> EXERCISE: Please count the lines in the data below that contain the word "water". Reply with the number alone.

[Entries drawn from a collection]
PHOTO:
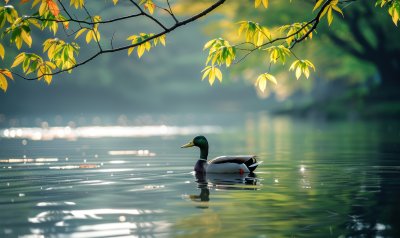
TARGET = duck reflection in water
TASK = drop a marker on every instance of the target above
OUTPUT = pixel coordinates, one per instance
(205, 182)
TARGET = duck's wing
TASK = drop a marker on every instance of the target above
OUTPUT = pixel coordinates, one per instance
(237, 159)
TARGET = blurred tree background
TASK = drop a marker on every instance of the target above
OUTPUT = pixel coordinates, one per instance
(357, 60)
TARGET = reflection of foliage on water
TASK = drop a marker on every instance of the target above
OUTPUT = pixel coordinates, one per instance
(316, 180)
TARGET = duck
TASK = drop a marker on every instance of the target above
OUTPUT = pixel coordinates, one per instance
(223, 164)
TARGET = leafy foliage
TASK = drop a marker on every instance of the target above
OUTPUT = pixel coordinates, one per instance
(142, 40)
(278, 42)
(60, 52)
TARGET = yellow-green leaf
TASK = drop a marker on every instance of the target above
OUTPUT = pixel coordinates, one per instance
(319, 2)
(2, 52)
(80, 32)
(141, 49)
(218, 74)
(3, 83)
(18, 60)
(89, 36)
(130, 50)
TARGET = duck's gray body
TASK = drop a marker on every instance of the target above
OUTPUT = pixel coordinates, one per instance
(223, 164)
(228, 164)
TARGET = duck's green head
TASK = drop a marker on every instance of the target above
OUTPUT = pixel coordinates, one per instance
(201, 142)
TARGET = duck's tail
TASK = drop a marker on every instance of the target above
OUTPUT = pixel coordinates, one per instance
(252, 163)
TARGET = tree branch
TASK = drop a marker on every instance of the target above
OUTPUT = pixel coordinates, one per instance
(165, 31)
(315, 21)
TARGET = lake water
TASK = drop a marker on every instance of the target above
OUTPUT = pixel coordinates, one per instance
(318, 179)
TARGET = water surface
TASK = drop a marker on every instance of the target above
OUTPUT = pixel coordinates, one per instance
(318, 179)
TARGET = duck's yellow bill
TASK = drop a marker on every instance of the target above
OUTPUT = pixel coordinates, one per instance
(190, 144)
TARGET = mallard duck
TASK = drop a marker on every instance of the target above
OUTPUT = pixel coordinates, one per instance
(223, 164)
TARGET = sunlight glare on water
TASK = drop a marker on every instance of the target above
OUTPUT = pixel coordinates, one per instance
(334, 179)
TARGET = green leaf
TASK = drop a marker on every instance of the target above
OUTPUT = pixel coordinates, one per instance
(2, 52)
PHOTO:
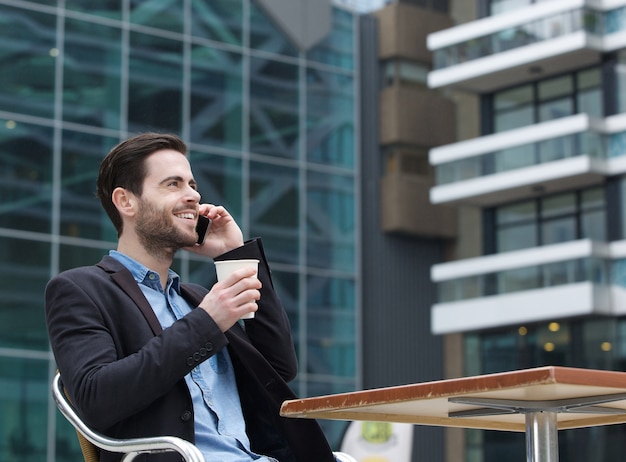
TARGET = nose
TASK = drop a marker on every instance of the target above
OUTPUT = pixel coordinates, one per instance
(193, 195)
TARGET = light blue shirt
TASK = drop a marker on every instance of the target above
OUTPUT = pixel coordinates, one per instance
(219, 425)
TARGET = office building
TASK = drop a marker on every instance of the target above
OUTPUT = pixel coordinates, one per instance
(538, 175)
(271, 116)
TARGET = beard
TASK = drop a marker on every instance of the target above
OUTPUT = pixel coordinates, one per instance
(157, 232)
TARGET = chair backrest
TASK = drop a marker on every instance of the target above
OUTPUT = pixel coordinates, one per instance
(90, 440)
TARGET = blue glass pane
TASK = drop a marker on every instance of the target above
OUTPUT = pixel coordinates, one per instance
(24, 410)
(155, 84)
(25, 176)
(23, 276)
(219, 20)
(331, 335)
(337, 49)
(27, 59)
(216, 97)
(91, 74)
(162, 15)
(266, 36)
(274, 101)
(100, 8)
(81, 212)
(330, 222)
(330, 118)
(274, 210)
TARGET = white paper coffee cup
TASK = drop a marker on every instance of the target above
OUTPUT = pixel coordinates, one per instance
(224, 268)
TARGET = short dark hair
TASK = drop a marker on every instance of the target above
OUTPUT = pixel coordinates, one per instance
(124, 166)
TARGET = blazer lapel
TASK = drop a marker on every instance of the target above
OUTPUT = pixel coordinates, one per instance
(125, 280)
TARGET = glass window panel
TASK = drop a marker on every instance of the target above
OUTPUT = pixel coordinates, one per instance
(330, 118)
(274, 108)
(331, 333)
(81, 212)
(620, 76)
(274, 210)
(287, 285)
(219, 180)
(155, 84)
(519, 117)
(25, 176)
(558, 148)
(101, 8)
(337, 48)
(24, 409)
(91, 75)
(27, 59)
(558, 230)
(219, 20)
(523, 211)
(216, 93)
(266, 36)
(556, 109)
(592, 198)
(160, 14)
(330, 222)
(73, 256)
(517, 237)
(514, 158)
(558, 205)
(24, 274)
(555, 88)
(520, 96)
(593, 224)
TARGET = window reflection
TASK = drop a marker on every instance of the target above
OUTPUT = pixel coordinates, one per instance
(330, 222)
(25, 176)
(330, 121)
(27, 60)
(274, 210)
(155, 84)
(216, 97)
(91, 74)
(274, 102)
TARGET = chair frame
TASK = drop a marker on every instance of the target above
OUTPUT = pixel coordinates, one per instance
(133, 447)
(130, 447)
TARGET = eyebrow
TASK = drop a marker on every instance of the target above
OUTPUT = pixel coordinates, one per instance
(180, 179)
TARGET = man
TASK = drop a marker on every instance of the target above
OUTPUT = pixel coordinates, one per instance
(143, 355)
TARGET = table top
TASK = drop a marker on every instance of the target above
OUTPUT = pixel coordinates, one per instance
(432, 403)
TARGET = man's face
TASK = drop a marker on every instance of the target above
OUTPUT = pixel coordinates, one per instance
(168, 206)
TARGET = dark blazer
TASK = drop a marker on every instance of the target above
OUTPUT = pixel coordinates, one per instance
(125, 374)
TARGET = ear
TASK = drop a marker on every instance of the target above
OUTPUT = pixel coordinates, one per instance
(125, 201)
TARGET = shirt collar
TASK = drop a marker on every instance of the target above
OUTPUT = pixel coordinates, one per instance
(144, 275)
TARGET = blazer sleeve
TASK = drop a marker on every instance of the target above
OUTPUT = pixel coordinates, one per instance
(111, 361)
(269, 331)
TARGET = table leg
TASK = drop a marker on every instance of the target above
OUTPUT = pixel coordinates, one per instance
(542, 444)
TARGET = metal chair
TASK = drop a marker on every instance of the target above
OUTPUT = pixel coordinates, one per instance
(91, 440)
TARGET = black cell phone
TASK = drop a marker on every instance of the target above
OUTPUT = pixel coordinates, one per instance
(201, 227)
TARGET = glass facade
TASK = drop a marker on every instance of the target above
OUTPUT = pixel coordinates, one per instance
(272, 135)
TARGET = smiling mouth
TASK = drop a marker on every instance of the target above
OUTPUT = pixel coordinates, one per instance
(186, 216)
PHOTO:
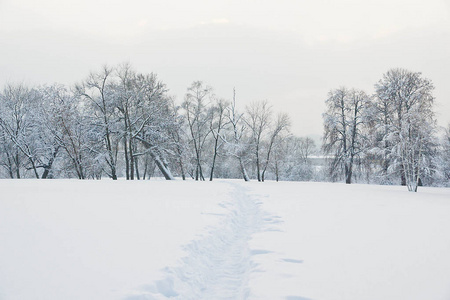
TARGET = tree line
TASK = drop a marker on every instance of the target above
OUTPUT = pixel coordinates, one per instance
(389, 137)
(121, 123)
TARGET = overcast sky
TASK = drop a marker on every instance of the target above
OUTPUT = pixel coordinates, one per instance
(288, 52)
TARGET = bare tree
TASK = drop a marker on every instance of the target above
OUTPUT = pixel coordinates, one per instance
(236, 146)
(258, 121)
(196, 102)
(343, 122)
(97, 92)
(409, 125)
(282, 124)
(217, 124)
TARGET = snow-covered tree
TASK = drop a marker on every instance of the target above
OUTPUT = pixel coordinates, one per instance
(407, 125)
(196, 106)
(343, 123)
(236, 145)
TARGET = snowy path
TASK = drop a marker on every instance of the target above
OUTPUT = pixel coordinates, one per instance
(218, 265)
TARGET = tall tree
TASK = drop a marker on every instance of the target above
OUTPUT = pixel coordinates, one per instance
(410, 124)
(97, 91)
(258, 120)
(237, 148)
(217, 124)
(196, 104)
(343, 122)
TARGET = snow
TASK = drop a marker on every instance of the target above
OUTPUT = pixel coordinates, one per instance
(227, 239)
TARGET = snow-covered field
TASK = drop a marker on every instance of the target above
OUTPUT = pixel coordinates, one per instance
(69, 239)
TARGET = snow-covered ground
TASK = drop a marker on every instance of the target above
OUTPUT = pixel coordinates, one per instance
(69, 239)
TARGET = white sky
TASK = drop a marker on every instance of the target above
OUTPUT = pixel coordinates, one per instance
(288, 52)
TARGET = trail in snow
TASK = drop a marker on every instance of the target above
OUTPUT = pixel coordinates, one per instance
(218, 265)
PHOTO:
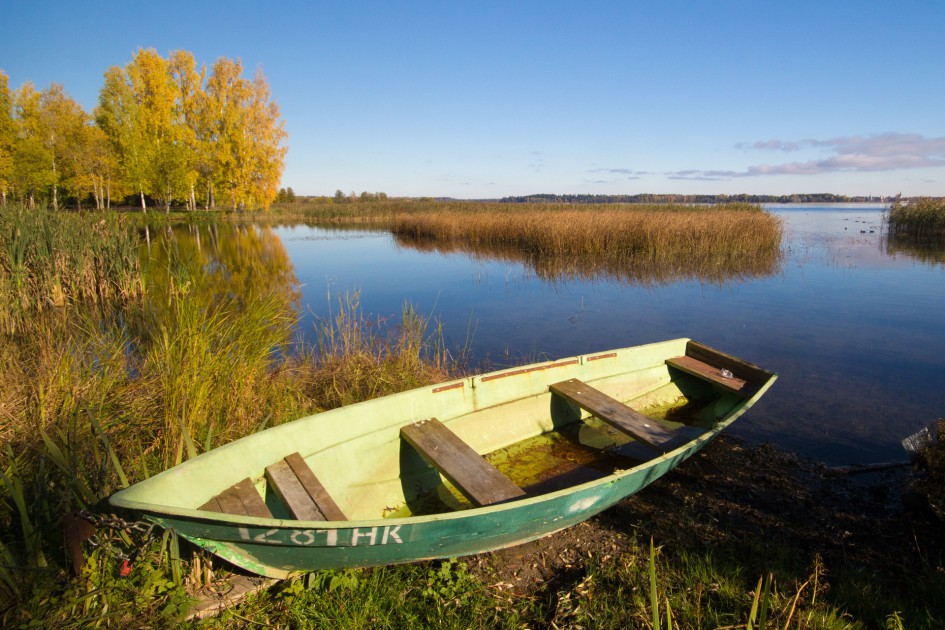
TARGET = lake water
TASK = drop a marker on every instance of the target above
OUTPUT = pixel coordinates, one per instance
(852, 324)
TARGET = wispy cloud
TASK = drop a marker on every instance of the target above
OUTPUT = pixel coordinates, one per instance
(624, 174)
(880, 152)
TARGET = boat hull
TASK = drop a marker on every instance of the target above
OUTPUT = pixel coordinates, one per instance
(484, 408)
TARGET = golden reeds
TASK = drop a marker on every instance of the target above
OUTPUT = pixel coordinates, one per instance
(644, 244)
(918, 219)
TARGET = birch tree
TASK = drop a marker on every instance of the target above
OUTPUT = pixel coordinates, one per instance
(7, 137)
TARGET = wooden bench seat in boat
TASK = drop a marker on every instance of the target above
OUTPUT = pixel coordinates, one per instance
(624, 418)
(293, 482)
(241, 499)
(722, 370)
(301, 491)
(467, 470)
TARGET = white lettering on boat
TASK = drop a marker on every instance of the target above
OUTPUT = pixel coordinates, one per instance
(297, 536)
(331, 538)
(583, 504)
(309, 537)
(391, 532)
(356, 534)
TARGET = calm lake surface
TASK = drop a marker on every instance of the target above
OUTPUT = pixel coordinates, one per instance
(852, 323)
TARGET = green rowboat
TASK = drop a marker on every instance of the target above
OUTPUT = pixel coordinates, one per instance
(459, 468)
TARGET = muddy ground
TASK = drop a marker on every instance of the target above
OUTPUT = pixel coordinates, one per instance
(755, 506)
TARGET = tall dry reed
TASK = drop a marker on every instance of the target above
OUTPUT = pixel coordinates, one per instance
(918, 219)
(52, 259)
(642, 244)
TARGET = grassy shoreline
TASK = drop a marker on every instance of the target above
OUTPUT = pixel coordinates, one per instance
(103, 390)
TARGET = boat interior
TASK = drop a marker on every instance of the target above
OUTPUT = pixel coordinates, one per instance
(592, 434)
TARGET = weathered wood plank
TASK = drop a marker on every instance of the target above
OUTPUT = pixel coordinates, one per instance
(727, 380)
(291, 491)
(477, 479)
(240, 499)
(315, 489)
(622, 417)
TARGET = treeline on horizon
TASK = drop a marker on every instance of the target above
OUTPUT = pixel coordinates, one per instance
(679, 198)
(165, 132)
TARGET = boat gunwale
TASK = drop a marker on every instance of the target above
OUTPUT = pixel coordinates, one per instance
(169, 512)
(191, 514)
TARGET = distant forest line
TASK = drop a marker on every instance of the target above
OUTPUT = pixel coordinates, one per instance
(674, 198)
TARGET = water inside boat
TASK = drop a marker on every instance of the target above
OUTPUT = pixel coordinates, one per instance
(567, 456)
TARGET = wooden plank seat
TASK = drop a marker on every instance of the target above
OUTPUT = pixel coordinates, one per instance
(241, 499)
(297, 486)
(467, 470)
(720, 377)
(623, 418)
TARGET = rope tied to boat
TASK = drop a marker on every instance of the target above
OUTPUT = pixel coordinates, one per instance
(117, 525)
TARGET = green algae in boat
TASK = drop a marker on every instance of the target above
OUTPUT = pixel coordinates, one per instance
(463, 467)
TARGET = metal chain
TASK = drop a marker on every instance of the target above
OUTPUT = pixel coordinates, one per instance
(117, 524)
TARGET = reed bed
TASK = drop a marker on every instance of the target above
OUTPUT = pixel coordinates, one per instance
(647, 245)
(918, 219)
(99, 393)
(52, 259)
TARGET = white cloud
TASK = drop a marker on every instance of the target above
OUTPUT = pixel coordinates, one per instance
(879, 152)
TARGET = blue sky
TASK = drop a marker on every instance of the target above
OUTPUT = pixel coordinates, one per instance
(488, 99)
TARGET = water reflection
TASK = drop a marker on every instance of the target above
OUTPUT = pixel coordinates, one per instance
(717, 268)
(221, 262)
(932, 252)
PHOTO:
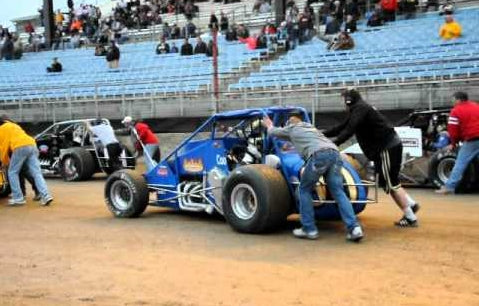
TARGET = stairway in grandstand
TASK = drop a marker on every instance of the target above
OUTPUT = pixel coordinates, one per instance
(141, 73)
(400, 52)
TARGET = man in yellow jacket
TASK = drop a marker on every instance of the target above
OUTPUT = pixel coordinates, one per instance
(450, 29)
(17, 149)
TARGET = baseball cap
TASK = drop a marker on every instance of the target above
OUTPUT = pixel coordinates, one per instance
(127, 119)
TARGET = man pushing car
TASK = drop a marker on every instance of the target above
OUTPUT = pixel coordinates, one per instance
(322, 159)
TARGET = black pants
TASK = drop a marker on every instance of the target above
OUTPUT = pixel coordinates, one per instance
(388, 166)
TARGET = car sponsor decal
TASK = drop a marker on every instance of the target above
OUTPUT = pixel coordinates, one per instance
(193, 165)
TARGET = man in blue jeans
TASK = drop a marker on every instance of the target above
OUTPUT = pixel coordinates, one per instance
(463, 125)
(322, 159)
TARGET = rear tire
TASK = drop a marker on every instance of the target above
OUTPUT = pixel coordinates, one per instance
(256, 199)
(440, 167)
(126, 194)
(77, 165)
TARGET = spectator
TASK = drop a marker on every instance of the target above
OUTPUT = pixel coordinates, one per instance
(113, 56)
(29, 28)
(231, 34)
(213, 22)
(100, 50)
(76, 26)
(17, 48)
(375, 19)
(389, 8)
(56, 66)
(332, 27)
(381, 144)
(350, 25)
(200, 47)
(223, 22)
(447, 8)
(433, 3)
(242, 31)
(163, 47)
(463, 125)
(450, 29)
(24, 152)
(209, 49)
(186, 48)
(409, 8)
(189, 30)
(175, 31)
(343, 41)
(7, 49)
(174, 48)
(144, 139)
(59, 18)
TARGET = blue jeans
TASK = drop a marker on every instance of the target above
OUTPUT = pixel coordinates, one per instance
(325, 163)
(151, 149)
(466, 154)
(27, 155)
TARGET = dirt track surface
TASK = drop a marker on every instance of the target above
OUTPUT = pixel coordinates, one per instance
(75, 253)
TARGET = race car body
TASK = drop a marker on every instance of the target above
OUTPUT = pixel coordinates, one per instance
(70, 149)
(230, 165)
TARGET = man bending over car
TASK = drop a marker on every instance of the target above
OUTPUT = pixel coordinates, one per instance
(322, 159)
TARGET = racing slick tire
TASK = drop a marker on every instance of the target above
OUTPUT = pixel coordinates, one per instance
(126, 194)
(440, 167)
(256, 199)
(130, 162)
(77, 165)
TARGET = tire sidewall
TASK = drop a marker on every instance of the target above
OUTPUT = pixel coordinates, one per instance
(137, 188)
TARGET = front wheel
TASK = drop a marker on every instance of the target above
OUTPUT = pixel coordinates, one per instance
(126, 194)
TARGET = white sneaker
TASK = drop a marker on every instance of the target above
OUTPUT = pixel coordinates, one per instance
(355, 235)
(300, 233)
(16, 202)
(46, 200)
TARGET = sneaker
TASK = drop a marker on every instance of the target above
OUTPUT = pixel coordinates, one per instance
(46, 200)
(405, 222)
(415, 207)
(16, 202)
(444, 191)
(300, 233)
(355, 235)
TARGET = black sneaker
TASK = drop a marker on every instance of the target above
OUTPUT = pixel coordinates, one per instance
(415, 207)
(405, 222)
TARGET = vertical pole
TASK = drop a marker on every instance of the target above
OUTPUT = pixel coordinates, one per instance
(214, 32)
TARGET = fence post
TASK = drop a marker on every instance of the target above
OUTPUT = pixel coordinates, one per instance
(97, 111)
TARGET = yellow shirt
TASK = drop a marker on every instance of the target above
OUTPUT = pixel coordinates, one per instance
(12, 137)
(450, 30)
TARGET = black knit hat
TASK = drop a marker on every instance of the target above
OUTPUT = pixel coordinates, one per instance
(461, 96)
(351, 96)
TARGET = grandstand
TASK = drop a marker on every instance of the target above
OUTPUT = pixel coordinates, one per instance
(400, 65)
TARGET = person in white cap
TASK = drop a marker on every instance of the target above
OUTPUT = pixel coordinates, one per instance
(144, 138)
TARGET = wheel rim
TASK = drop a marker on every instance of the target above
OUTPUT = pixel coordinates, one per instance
(244, 201)
(444, 169)
(121, 195)
(69, 166)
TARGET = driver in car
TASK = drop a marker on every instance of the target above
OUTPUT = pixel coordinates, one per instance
(322, 159)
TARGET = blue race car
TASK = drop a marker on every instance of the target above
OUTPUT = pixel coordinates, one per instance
(230, 165)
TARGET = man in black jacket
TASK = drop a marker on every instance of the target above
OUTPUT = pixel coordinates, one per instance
(381, 144)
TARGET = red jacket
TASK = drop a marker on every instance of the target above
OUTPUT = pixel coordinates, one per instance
(145, 134)
(463, 124)
(389, 5)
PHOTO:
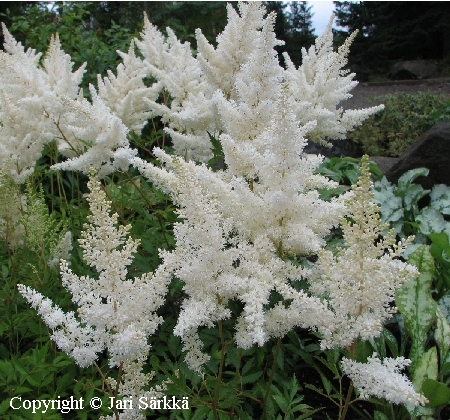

> RESPONSE FOR THIS EXERCISE: 8